▶ TASK INSTRUCTIONS
Restate the data word for word and leave the images out.

(Point labeling examples)
•••••
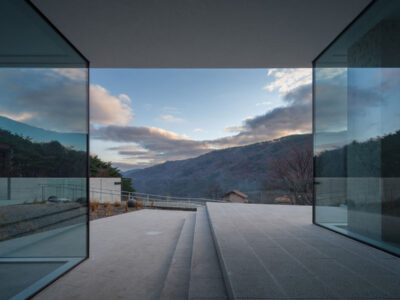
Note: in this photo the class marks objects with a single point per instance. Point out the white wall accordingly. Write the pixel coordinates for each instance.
(24, 189)
(105, 189)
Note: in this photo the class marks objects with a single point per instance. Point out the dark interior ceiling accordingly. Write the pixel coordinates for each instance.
(200, 33)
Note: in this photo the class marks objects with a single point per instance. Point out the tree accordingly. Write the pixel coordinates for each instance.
(99, 168)
(294, 172)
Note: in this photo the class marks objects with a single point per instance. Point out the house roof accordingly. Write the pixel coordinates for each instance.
(201, 34)
(237, 193)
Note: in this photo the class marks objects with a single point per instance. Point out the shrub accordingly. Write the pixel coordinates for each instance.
(139, 204)
(94, 206)
(108, 211)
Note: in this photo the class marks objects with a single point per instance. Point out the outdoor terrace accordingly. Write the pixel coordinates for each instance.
(235, 251)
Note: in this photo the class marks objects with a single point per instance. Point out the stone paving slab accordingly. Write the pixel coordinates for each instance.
(275, 252)
(129, 259)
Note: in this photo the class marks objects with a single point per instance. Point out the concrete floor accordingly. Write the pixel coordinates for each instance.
(274, 252)
(262, 252)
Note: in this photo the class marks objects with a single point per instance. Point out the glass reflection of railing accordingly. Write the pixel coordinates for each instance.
(44, 212)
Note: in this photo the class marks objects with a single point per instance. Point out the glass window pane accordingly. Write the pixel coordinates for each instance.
(356, 129)
(43, 152)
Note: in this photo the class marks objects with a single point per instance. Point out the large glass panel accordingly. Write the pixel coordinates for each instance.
(357, 129)
(43, 152)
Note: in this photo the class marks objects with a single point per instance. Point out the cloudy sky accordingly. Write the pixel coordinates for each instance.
(142, 117)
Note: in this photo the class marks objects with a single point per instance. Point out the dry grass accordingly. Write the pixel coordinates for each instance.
(108, 211)
(94, 206)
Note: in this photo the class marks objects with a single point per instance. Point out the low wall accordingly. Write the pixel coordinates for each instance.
(28, 190)
(105, 189)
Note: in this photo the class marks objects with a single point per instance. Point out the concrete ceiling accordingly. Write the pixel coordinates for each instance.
(200, 33)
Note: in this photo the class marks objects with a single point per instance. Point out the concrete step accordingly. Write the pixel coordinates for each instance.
(176, 284)
(243, 272)
(206, 279)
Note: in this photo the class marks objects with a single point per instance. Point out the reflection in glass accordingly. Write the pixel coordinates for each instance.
(357, 130)
(43, 153)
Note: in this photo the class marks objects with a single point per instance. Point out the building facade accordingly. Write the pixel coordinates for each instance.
(356, 121)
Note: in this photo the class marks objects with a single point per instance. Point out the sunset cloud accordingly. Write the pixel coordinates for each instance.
(286, 80)
(106, 109)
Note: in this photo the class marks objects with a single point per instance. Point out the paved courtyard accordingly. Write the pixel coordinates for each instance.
(235, 251)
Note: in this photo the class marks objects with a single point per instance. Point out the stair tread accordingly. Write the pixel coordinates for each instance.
(206, 280)
(242, 270)
(176, 284)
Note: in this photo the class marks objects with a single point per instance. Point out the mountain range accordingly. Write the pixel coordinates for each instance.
(244, 168)
(76, 141)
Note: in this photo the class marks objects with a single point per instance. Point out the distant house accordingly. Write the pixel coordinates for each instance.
(235, 196)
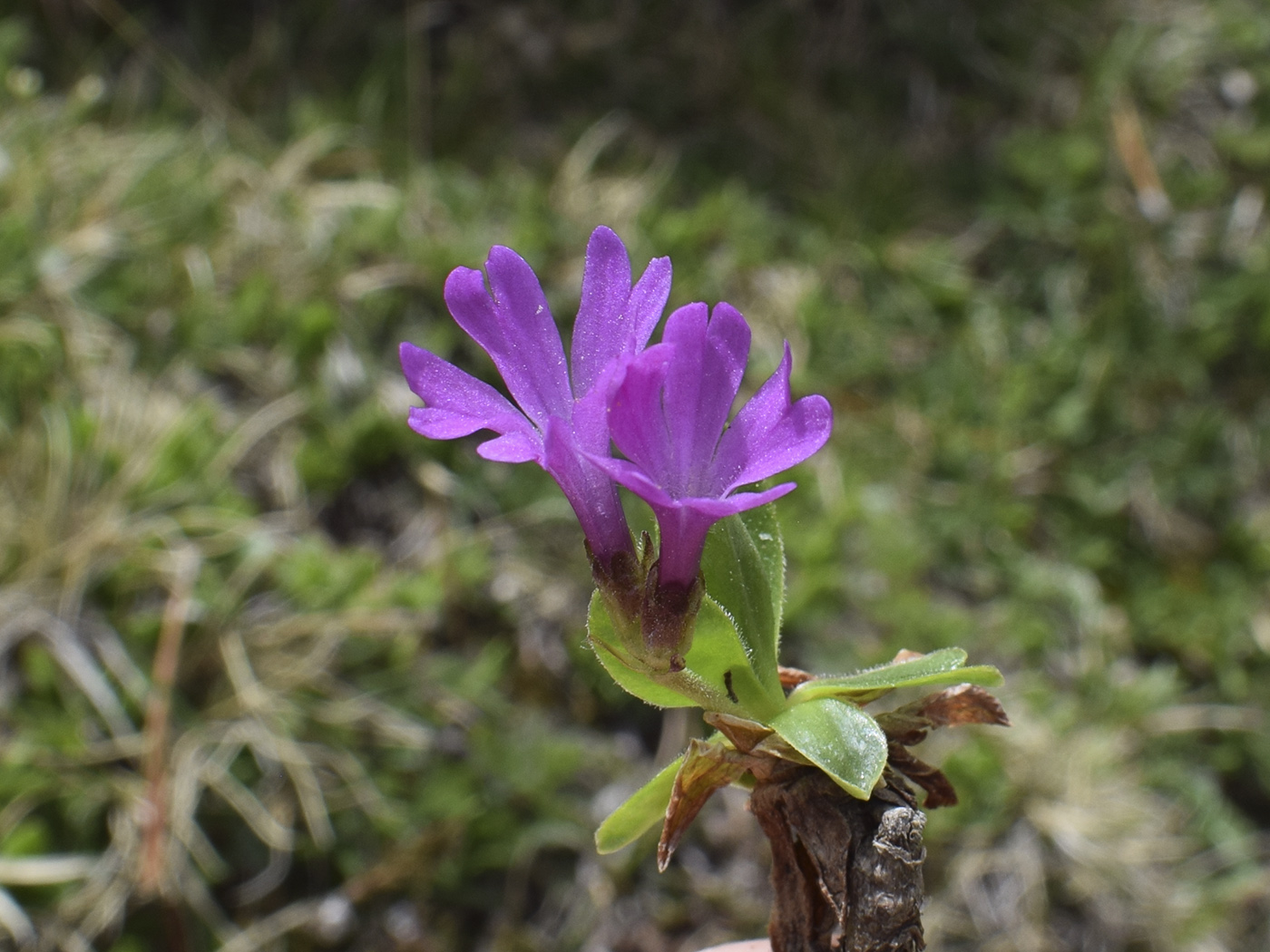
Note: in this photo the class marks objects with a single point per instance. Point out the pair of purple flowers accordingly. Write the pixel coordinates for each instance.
(664, 408)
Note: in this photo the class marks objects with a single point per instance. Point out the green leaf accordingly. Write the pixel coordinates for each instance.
(720, 660)
(943, 666)
(840, 739)
(717, 676)
(643, 809)
(745, 568)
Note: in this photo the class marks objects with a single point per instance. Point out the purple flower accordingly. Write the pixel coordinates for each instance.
(669, 415)
(558, 423)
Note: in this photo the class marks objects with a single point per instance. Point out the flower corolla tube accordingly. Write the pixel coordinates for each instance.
(669, 419)
(559, 419)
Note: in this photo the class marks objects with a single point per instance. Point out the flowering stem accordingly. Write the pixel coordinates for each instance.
(846, 872)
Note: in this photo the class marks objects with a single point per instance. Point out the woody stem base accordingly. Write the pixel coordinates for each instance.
(847, 872)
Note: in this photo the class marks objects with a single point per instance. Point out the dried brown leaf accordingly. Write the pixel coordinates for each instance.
(743, 733)
(705, 768)
(939, 789)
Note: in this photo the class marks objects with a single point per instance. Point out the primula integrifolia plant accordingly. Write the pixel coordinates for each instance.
(695, 619)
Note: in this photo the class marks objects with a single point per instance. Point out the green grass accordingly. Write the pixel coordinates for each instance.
(1050, 450)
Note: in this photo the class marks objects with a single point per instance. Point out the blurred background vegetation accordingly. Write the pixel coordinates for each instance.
(276, 673)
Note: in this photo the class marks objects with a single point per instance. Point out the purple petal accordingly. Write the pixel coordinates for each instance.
(513, 324)
(771, 434)
(606, 283)
(613, 319)
(590, 491)
(688, 522)
(647, 302)
(512, 448)
(635, 479)
(637, 419)
(456, 403)
(700, 389)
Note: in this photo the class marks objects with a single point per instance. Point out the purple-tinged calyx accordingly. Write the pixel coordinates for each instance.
(669, 419)
(559, 419)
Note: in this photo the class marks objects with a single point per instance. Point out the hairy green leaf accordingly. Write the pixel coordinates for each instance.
(840, 739)
(639, 812)
(745, 570)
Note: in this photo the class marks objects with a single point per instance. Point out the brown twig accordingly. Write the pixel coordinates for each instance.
(158, 714)
(847, 872)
•••••
▶ COMPLETED TASK
Note: in this photo the class marks objects with a single point per instance. Point out the white wall accordingly. Write the pixel coordinates for each instance.
(24, 189)
(105, 189)
Note: in this photo the class marks objects with a single point per instance. Point out the dark interior ceiling accordingly. Write the pixel coordinates for each instance.
(200, 33)
Note: in this photo the class marks objects with a single point per instance. Point out the tree accordingly. Write the pixel coordinates for each instance.
(99, 168)
(294, 172)
Note: in this photo the class marks objects with a single point per instance. Point out the house roof accordingly. Write the pixel coordinates for each instance.
(201, 34)
(237, 193)
Note: in this photo the class marks objects with a single point per instance. Point out the shrub accordingly. Write the pixel coordinates for each instance.
(139, 204)
(94, 206)
(108, 211)
Note: in this photo the class marks objects with a single point per instance. Point out the outdoor terrace accordingly. Write the pixel coordinates for each instance.
(235, 251)
Note: in this photo the class marks objects with a single point per instance. Point out the stone paving slab accordingly. Write the pixel coordinates for each instance.
(275, 252)
(129, 259)
Note: in this photo the class marks objects with a single point per instance. Point out the concrete floor accordingly. Write the pixel coordinates for each instance.
(274, 252)
(262, 252)
Note: in this photo the class marks objects with a single point per instance. Point out the glass reflection of railing accordingly. Write the pixel coordinates for each instance.
(44, 212)
Note: in this photo the class marks objects with a single point per instance. Point out the glass window pane accordingly. Write the pixel coordinates for each instance.
(356, 129)
(43, 152)
Note: in this photo the class marks objects with a single point per instance. Point out the large glass panel accordingly. Write the pixel coordinates for each instance.
(357, 129)
(43, 152)
Note: in this photo the class marks objects with a single point per instance. Point out the cloudy sky accordingly. Write the pixel coordinates for each instance.
(142, 117)
Note: in this photo the class marks objects with a single point per instance. Point out the dry grass accordingly. Write the pixel coordinates for each instance.
(108, 211)
(94, 206)
Note: in this photo the class marks objects with a single point per instance. Point out the low wall accordingly. Write the pixel coordinates for each instance.
(28, 190)
(105, 189)
Note: in this photo the class marks objects with a single point per instance. Point out the concrete ceiling accordingly. Write the pixel coordinates for each instance.
(200, 33)
Note: in this photo the class marks objects with a single point per instance. Point out the concrete step accordingly. Write the pixel coordinates for each instance.
(176, 284)
(243, 272)
(206, 279)
Note: in this photo the class marks objects with a single point per instance. Point out the reflection in glass accordingly. Write the pixel coordinates for each instance.
(357, 130)
(43, 153)
Note: in this photo the class marks objects with a single point per instance. Point out the building facade accordingly. Write the pixel coordinates for each instance.
(356, 121)
Note: in this photo the class marks objects with a single point per instance. Point out the sunset cloud accordingly. Write the pixel coordinates for each instance.
(286, 80)
(106, 109)
Note: in this photo the class marks objects with a single point per instance. Point out the paved courtyard accordingly. Write the pixel coordinates for each instance.
(235, 251)
Note: in this photo the class marks objects with a single point per instance. Point out the stair tread accordingly. Write the pixel coordinates for each instance.
(206, 280)
(242, 270)
(176, 284)
Note: in this photo the class marks objects with a single point per instance. Point out the mountain range accordingly. Write the pixel coordinates for each instance.
(244, 168)
(76, 141)
Note: in this photo the class marks objects with a single point per instance. Point out the distant house accordingly. Write the pixel coordinates for each instance.
(235, 196)
Note: in this photo the class marks objects with a single point per instance. Point out the pair of purple flowers accordingly. Write the pixel coordinates for each instance.
(664, 408)
Note: in this photo the class marks objects with a single point per instance. Point out the green leaf accordingly. Write the pixel coordinates for each instance.
(720, 660)
(943, 666)
(840, 739)
(717, 676)
(643, 809)
(745, 568)
Note: in this photo the class marks objects with a single point per instance. Point out the purple flower accordingly. Write the pixel coordinates for each instance.
(669, 415)
(558, 423)
Note: in this photo the class marks objects with a single point per instance. Point out the flower corolla tube accordingly. Write the pixel coordinates for each instance.
(669, 419)
(559, 419)
Note: in this photo the class marks objects with a single point per instance. Point out the flowering stem accordingly. Write the pixel coordinates for each instance.
(846, 872)
Note: in this photo the class marks objects with a single point per instance. Point out the woody stem base accordingly. Write the pixel coordinates for each instance.
(847, 872)
Note: in this photo the class marks objects with a single point per instance. Point out the dried brown leaf accordingly. Write the pixel coordinates for each instance.
(743, 733)
(705, 768)
(939, 789)
Note: in this photo the class marks objects with a single point per instance. Point out the primula integrifolia plant accordingly. Write the pixel coordinates for each instance.
(695, 619)
Note: in this photo the class marks objects with a single point per instance. Point out the green grass accordingly. Write the pixel coordinates for each instance.
(1050, 450)
Note: in this photo the class marks objects with a single point per instance. Point out the blurred background vegetation accordingly. Write the pixel coordinates for each instance.
(276, 673)
Note: in this photo the class marks objects with a single point per instance. Point out the purple petal accordingly. Write the pixel coordinates for each instance.
(513, 324)
(771, 434)
(606, 283)
(613, 319)
(590, 491)
(688, 522)
(647, 302)
(512, 448)
(635, 479)
(637, 419)
(456, 403)
(700, 389)
Note: in this photo the class marks objects with a single point per instance. Point out the purple-tinged calyx accordingly. Write the pixel coordinates for each instance.
(669, 419)
(559, 419)
Note: in this photo the class marks objects with a single point per instance. Point out the hairy green leaf accordingly. Write the pixel coordinates for each instance.
(840, 739)
(639, 812)
(745, 570)
Note: in this photo the class marks objects with a single point per instance. Point out the brown twig accordingly. Write the pixel coordinates for each instance.
(158, 714)
(847, 872)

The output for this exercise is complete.